▶ AVAILABLE RECORDS:

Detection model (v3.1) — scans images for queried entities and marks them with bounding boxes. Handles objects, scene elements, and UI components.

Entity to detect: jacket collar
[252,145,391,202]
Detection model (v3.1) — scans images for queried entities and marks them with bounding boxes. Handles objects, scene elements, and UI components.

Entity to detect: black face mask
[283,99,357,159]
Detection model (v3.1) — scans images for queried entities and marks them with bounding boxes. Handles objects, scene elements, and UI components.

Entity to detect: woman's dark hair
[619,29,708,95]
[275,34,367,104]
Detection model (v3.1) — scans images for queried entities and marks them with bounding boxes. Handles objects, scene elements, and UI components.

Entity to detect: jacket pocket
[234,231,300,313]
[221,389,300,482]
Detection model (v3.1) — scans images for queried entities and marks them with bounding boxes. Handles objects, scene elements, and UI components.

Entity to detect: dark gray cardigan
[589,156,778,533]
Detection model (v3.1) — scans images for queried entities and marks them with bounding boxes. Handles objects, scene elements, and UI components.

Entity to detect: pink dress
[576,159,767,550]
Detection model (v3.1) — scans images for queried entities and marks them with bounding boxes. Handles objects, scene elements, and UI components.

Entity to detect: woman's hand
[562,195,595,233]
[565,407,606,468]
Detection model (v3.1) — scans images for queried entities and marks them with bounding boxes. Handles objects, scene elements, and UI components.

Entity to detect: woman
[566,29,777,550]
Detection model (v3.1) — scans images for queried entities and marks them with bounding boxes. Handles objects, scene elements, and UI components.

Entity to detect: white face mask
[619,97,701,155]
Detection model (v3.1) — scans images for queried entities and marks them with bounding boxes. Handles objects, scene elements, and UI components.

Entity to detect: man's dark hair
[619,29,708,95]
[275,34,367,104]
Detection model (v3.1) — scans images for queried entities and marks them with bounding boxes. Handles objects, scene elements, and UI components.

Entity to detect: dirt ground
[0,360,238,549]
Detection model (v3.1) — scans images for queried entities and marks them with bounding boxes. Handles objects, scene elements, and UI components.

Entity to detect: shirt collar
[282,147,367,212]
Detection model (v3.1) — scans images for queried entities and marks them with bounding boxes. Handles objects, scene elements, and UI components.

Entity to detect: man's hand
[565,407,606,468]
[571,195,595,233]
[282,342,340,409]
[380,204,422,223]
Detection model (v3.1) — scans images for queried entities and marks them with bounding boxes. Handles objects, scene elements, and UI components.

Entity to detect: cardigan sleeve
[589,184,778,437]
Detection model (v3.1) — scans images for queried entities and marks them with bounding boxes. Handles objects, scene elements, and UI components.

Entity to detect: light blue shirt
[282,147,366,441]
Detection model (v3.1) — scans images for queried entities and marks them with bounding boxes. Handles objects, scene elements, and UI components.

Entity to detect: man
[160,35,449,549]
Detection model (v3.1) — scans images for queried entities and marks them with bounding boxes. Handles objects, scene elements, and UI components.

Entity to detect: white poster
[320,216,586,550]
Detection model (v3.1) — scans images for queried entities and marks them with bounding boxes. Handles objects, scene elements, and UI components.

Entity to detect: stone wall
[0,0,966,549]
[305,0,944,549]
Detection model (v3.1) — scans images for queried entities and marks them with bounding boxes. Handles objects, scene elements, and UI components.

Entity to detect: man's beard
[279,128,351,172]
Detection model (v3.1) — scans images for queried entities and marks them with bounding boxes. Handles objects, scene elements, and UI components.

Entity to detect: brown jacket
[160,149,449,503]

▶ THE EXERCISE: Can you convert all the rows above into a two-column CSV with the headers input_text and output_boxes, one line per row, putting each row's full text and its answer in their own quoted fields with line breaks replaced by spaces?

▶ SOLUTION:
input_text,output_boxes
"Detection model (v3.1) — scans images for queried entities and marks them with bounding boxes. Handles objects, scene elements, and UI components. Entity to detect: jacket collar","[252,145,391,202]"
"Detection model (v3.1) — scans images for queried entities and marks them with bounding boxes. Handles objects, scene elements, and UI components. Entity to detect: black face mask","[283,99,357,159]"
"Detection model (v3.1) — scans images for queried entities and marks them with bounding boxes. Handles objects, scene elements, and UI components. Entity to detect: woman's dark hair","[619,29,708,95] [275,34,367,104]"
"Detection model (v3.1) — scans images for queried entities and marks them with bounding boxes. Handles objects, scene elements, and UI components. Entity to detect: jacket pocket","[234,231,300,313] [221,389,300,482]"
"Detection model (v3.1) — scans images for queried entities and marks them with bounding boxes. Handles objects, scene elements, and UI components. Entity to detect: dark gray cardigan","[589,156,778,533]"
"Detection model (v3.1) — scans images for queried entities and marks them with bounding boxes. Handles objects, scene elements, and UI components. Entity to detect: pink dress","[576,159,767,550]"
"Detection model (v3.1) — scans images for queried entities and marks them with bounding boxes. Handles objects, scene elements, and UI components. Entity to detect: woman's hand","[562,195,595,233] [565,407,606,468]"
"Detection model (v3.1) — scans images for queried entities and marks them with bounding boxes. Handles objects, scene elements, and UI components. Entity to detect: woman","[566,29,777,550]"
"Detection model (v3.1) — scans images for queried entities and marks them with bounding boxes. Handles objects, scene elements, and UI components. Entity to detect: white face mask","[619,97,701,155]"
"Detection model (v3.1) — scans images for queried entities and marks them with bounding boxes. Handles objects, scene elements, and UI components. Entity to detect: man's dark hair","[619,29,708,95] [275,34,367,104]"
"Detection model (v3.1) — scans images for queried entities and marks them with bounding boxes. Handles objects, scene elements, and UI components. Entity to detect: dirt ground","[0,360,238,549]"
"Detection model (v3.1) — scans images for queried entities and marks them with bounding boxes. Handles objects, scene elements, and UI components. Entity to detect: shirt collar","[282,147,367,212]"
"Detection model (v3.1) — scans images for queried entities and marks them with bounding boxes. Handles objects, scene elements, and UI components. Entity to detect: man's hand","[565,407,606,468] [571,195,595,233] [282,342,340,409] [380,204,422,223]"
"Detection model (v3.1) — scans images for queried entities and marks them with bounding boxes. Handles objects, scene elements, and UI components. Entity to detect: cardigan sleeve","[589,184,778,437]"
"Detection model (v3.1) — scans images for queried entities and marks them with bounding boxes. Handles objects, scene elements, and UI components. Entity to detect: light blue shirt","[282,147,366,441]"
"Detection model (v3.1) — scans images for queried entities and marks them with bounding boxes. Handles objects, scene elements, and UI components. Entity to detect: man","[160,35,449,549]"
"Detection model (v3.1) — scans images for queried entities and marks them with bounding boxes. Handles objects, scene elements, and UI components. Entity to detect: white poster","[320,216,586,550]"
"Detection model (v3.1) — scans images for queried entities and marks them with bounding boxes. Handles objects, scene elements, and UI components. Entity to detect: stone wall","[0,0,966,549] [305,0,944,549]"
"Detection model (v3.1) — scans images for queried entities and marks them with bounding boxes. Handles objects, scene elements, and UI components. Entity to detect: man's beard","[279,128,351,172]"
"Detection model (v3.1) — scans images for queried entities and marks them with bounding boxes. Handles objects, scene elements, and UI components. Entity to detect: brown jacket","[160,149,449,503]"